WRITTEN REQUEST 1:
Answer these questions using the gardening text:
(a) Where does it suggest going to find out which plants thrive in your area?
(b) Which plant needs a hot growing season, and which does better in cooler temperatures?
(c) What can you do with extra fruits and vegetables so you have a supply in winter?
WRITTEN REQUEST 2: Reproduce word for word the part of the gardening text starting at "Once the final" and ending at "in cooler temperatures.".

PAGE EXTRACT:
□ □ □
If you’re looking for a new hobby, consider starting a home garden to grow edible plants. In addition to getting to spend some time outdoors and work up a sweat, growing your own food can save you money and give you greater control over the quality of the fresh produce you eat.

A Guide to Edible Plants and Herbs

Depending on the climate and the quality of the soil where you live, certain plants will grow much better in certain seasons. A great way to discover which plants thrive in your area at different times of the year is to visit a farmer’s market and talk to the local farmers since they will have experience with growing a variety of plants in your climate and soil.

Once the final frosts of winter thaw, you’ll finally be able to start working in your garden, and spring is when you’ll plant a majority of your seeds. Different plants have different growing periods, so be sure to plant seeds that take a long time to grow early in the season. Also check how heat tolerant the plants you choose are. For instance, bell peppers require a hot growing season, but lettuce actually fares better in cooler temperatures.

Even though the return of cool weather in late fall means you’ll have to put your garden on hold for a few months, it doesn’t mean that you can’t continue to enjoy your homegrown produce into the winter months. Look into freezing or canning extra fruits and vegetables from your garden while the weather is still nice so that you’ll have a supply in the winter.
□ □ □
PROVIDED MATERIAL:
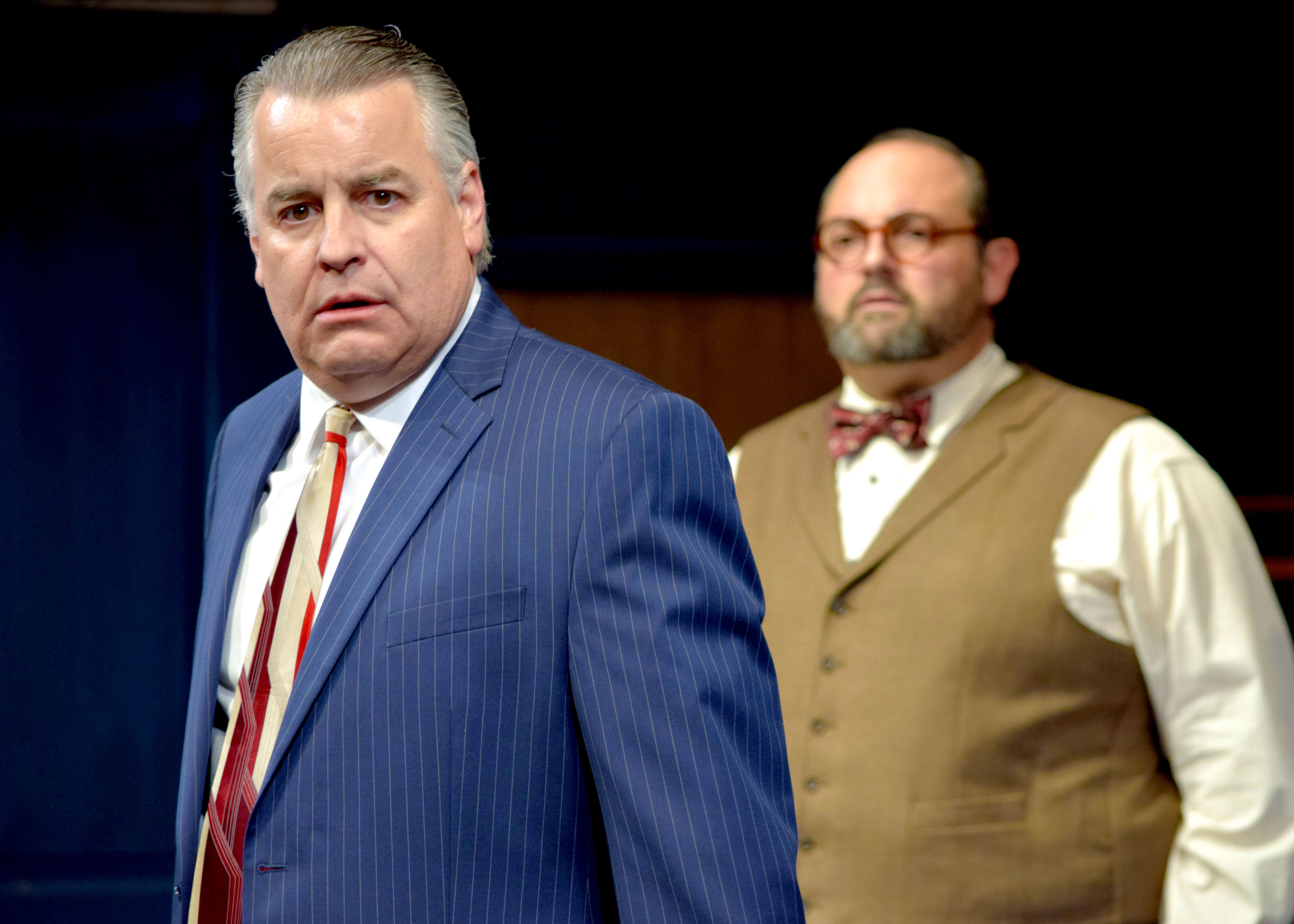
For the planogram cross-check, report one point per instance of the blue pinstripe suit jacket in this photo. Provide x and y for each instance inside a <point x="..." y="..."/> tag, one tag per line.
□ □ □
FINAL ANSWER 1:
(a) A farmer's market, where you can talk to the local farmers.
(b) Bell peppers need a hot growing season; lettuce fares better in cooler temperatures.
(c) Freeze or can them while the weather is still nice.

FINAL ANSWER 2:
Once the final frosts of winter thaw, you’ll finally be able to start working in your garden, and spring is when you’ll plant a majority of your seeds. Different plants have different growing periods, so be sure to plant seeds that take a long time to grow early in the season. Also check how heat tolerant the plants you choose are. For instance, bell peppers require a hot growing season, but lettuce actually fares better in cooler temperatures.